| Given passage |
To solve the problem of low instance-segmentation performance in a UAV environment, Han applied an image-processing method to the object detection results of an AI model [
8]. By utilizing the image-processing-based problem-solving method, Han attempted to solve the problem by applying an edge filter to the object detection result of the Mask R-CNN [
9] and connecting the detected pixels using a neighborhood algorithm.
In this study, we propose an image-processing-based algorithm to improve the instance segmentation performance of small objects, specifically potholes, by addressing the limitations of the algorithm proposed by Han. In addition, we experimentally evaluated the performance of the proposed algorithm. For the experiment, we filmed roads in various regions of South Korea using a UAV at high altitudes of 30–70 m. The proposed algorithm uses Mask R-CNN to set the initial range, detects the contour using various edge detection algorithms, and performs denoising. The VAPOR process decides whether to apply it and derives the result by connecting the detected pixels. In summary, the main contributions of the paper are twofold. First, Mask R-CNN generates the initial contour, and the proposed algorithm is not needed to set the initial contours manually. Second, Experiments on high-altitude captured images show the robustness of the proposed method compared with tested Mask R-CNN, ACMs.
The remainder of this paper is organized as follows.
Section 2 describes a review of Active Contour Models (ACMs) and Han’s image-processing-based algorithm while also discussing the relevant problems. In
Section 3, an algorithm to overcome the limitations of Han’s algorithm is discussed.
Section 4 presents the measurement and evaluation of the performance of the proposed algorithm. Finally,
Section 5 presents the conclusions of this study.
3. Improved Approach for Ensuring Object Segmentation Accuracy
Figure 5 shows a flow diagram of the proposed algorithm. The flow diagram of the proposed algorithm consists of three steps: Multiple Orientation Edge Detector (MOED), VAlidation Phase Of Results (VAPOR), and Exception Processing. First, MOED extracts only the edge of the actual pothole in the image. Second, VAPOR determines whether the MOED result is normal or abnormal based on the two defined threshold values. If the result determined through the VAPOR process is normal, we use the
K-D tree to connect all points of the detected edge according to the set criteria. If the MOED result is abnormal, we proceed with Exception Processing.
Third, when proceeding with exception processing, the result of our proposed algorithm is significantly larger or smaller than the ground truth (GT). At this time, an image-processing-based algorithm for accurately estimating the pothole area proposed by Han was applied. Han’s algorithm exhibits two limitations (
Section 2.2). However, when comparing the mask R-CNN instance segmentation and Han’s algorithm results with the GT, Han’s algorithm exhibits higher performance than instance segmentation. Therefore, we use the algorithm proposed by Han for exception processing.
3.1. Multiple Orientation Edge Detector (MOED)

| Aim 1 |
Answer these questions about the pothole segmentation passage.
(a) At what range of altitudes did the UAV film the roads?
(b) What three steps make up the flow diagram of the proposed algorithm?
(c) What is used to connect all points of the detected edge when the VAPOR process judges the result normal?
| Aim 2 |
Reproduce the part of the pothole segmentation passage starting at "Section 4 presents" and ending at "with Exception Processing.".
| Aim 3 |
Resume the pothole segmentation passage after its final line, writing the section that heading introduces.

| Dataset extract |
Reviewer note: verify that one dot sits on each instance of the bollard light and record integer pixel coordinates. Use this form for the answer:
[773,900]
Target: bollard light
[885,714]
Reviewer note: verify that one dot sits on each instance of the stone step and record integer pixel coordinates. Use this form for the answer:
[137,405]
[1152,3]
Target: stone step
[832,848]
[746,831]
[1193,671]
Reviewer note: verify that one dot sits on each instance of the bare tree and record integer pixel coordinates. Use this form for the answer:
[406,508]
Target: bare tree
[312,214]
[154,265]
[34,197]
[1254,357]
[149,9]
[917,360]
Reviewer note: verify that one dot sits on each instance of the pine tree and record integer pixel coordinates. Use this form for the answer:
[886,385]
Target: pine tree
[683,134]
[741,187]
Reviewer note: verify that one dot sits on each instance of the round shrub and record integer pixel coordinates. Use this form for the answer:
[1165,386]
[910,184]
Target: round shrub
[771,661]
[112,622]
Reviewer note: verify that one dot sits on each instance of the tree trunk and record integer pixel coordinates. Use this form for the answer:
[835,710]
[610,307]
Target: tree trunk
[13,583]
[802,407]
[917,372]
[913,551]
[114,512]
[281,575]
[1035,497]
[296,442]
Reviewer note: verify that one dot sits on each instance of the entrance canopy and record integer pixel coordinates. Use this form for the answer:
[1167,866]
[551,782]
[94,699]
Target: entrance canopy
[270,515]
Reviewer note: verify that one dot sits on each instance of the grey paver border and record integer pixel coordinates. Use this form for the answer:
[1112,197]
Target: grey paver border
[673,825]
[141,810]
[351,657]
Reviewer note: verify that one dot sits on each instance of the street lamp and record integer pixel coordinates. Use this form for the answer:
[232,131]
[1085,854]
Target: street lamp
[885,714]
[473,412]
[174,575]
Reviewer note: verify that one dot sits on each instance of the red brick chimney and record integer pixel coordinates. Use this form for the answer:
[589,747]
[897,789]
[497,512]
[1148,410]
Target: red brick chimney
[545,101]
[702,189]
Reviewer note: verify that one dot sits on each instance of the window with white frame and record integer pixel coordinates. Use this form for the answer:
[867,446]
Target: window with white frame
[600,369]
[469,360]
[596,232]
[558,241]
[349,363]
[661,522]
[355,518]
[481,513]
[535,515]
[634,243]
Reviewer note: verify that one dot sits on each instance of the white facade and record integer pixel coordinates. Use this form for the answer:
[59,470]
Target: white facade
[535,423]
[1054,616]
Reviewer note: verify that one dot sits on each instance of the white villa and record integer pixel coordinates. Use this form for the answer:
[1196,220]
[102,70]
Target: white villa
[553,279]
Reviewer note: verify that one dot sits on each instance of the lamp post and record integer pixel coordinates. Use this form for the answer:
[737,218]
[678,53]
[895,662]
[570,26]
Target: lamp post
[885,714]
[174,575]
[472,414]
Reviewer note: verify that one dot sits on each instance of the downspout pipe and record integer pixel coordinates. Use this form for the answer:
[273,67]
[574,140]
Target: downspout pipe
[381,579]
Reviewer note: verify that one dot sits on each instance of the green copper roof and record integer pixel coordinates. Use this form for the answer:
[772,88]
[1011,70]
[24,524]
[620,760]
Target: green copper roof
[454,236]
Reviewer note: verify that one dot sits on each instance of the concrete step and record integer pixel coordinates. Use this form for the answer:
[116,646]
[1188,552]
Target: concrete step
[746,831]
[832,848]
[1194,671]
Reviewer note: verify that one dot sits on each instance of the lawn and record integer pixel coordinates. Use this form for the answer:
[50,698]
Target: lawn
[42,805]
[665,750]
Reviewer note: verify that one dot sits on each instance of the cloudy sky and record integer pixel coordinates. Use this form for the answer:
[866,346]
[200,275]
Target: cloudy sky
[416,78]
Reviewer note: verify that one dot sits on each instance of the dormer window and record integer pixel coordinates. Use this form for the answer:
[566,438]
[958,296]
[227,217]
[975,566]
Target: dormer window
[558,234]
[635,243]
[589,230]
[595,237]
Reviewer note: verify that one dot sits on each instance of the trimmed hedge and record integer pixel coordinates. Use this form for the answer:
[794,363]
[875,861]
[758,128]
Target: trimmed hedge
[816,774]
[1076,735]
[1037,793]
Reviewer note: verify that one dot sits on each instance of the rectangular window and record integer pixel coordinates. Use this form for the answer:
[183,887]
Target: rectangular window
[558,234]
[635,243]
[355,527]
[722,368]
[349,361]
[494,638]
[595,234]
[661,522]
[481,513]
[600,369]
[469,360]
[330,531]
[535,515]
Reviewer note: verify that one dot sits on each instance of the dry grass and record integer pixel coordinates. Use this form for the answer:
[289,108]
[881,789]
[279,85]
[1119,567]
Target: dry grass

| Exercise result 1 |
(a) 30–70 m.
(b) Multiple Orientation Edge Detector (MOED), VAlidation Phase Of Results (VAPOR), and Exception Processing.
(c) A K-D tree.

| Exercise result 2 |
Section 4 presents the measurement and evaluation of the performance of the proposed algorithm. Finally,
Section 5 presents the conclusions of this study.
3. Improved Approach for Ensuring Object Segmentation Accuracy
Figure 5 shows a flow diagram of the proposed algorithm. The flow diagram of the proposed algorithm consists of three steps: Multiple Orientation Edge Detector (MOED), VAlidation Phase Of Results (VAPOR), and Exception Processing. First, MOED extracts only the edge of the actual pothole in the image. Second, VAPOR determines whether the MOED result is normal or abnormal based on the two defined threshold values. If the result determined through the VAPOR process is normal, we use the
K-D tree to connect all points of the detected edge according to the set criteria. If the MOED result is abnormal, we proceed with Exception Processing.

| Exercise result 3 |
The proposed algorithm conducts a test to target potholes in images acquired by UAVs at high altitudes. The pothole exhibits a significant shape change depending on the damage. Therefore, estimating the general morphology of damaged potholes is difficult. In general, the shape estimation of an object in a two-dimensional image detects edge candidates through differentiation. An edge is a point that shows a clear difference from the background among the detected candidate groups. Therefore, an edge indicates a pixel whose brightness value in an image changes rapidly. In the edge candidate group of objects detected through differentiation, a significant amount of noise exists along the edges of the objects. Distinguishing between edges and noise is difficult. Various methods are available for removing noise from these images. However, when applying the noise removal method to an image, there must be a clear difference in the value between the edge and noise. Otherwise, there is a risk that noise removal may remove the edge along with the noise. Therefore, before applying a noise removal method, the edge of the object in the image must be rendered more distinct to distinguish it from noise.
We provide
Figure 6 for an overview. MOED is an algorithm for extracting only the edges of potholes from an image. MOED consists of two steps: edge detection and noise filtering. First, in the edge detection step, pothole edges are extracted using a Steerable Filter (SF) [
24] and a Laplacian filter (LF) [
25] and subsequently merged, as shown in (
Figure 6①). Second, the noise filtering step removes noise within the image and clusters smaller than a specific size through DBSCAN [
26] and minimum cluster size (MCS) filtering, as shown in
Figure 6②. The performance of each algorithm in the MOED changes according to the parameter value. Therefore, we conducted an experimental evaluation to obtain apprOPRiate parameter values.
3.1.1. Edge Detection
We applied SF to distinguish the edges of the object. SF is a convolutional kernel image-processing algorithm with a selectable orientation. The SF parameters are theta, which indicates the direction of the filter, and sigma, which is the size of the kernel. Sigma indicates standard deviation in the Gaussian filter. The standard deviation is the size of the Gaussian filter; the larger the standard deviation, the greater the degree of blurring.
Figure 7 shows the results according to the SF sigma and theta changes. The SF parameter theta value is applied in intervals of 15° from 0° to 360° to clarify the object’s edge in all directions. Because the sigma value of the SF determines the degree of blurring, experimentally obtaining a sigma value suitable for pothole detection is necessary. The edge of the object sharpened through SF was detected using an edge-detection algorithm. Edge detection algorithms include the Laplacian, Canny [
27], Prewitt [
28], Robert [
29], Scharr [
30], and Sobel [
31]. Therefore, determining the most suitable algorithm for pothole edge detection is necessary.
Figure 8 shows the results of applying the LF to the SF results. The value of each pixel in the resulting image ranges from 0 to 255. Identifying only the edges in this relatively wide range of values is difficult. Therefore, we apply Otsu’s [
32] binarization technique to distinguish the edges from noise. Because of the binarization, the images exhibit distinct edges in a specific direction. Therefore, merging the resulting images into one object is necessary.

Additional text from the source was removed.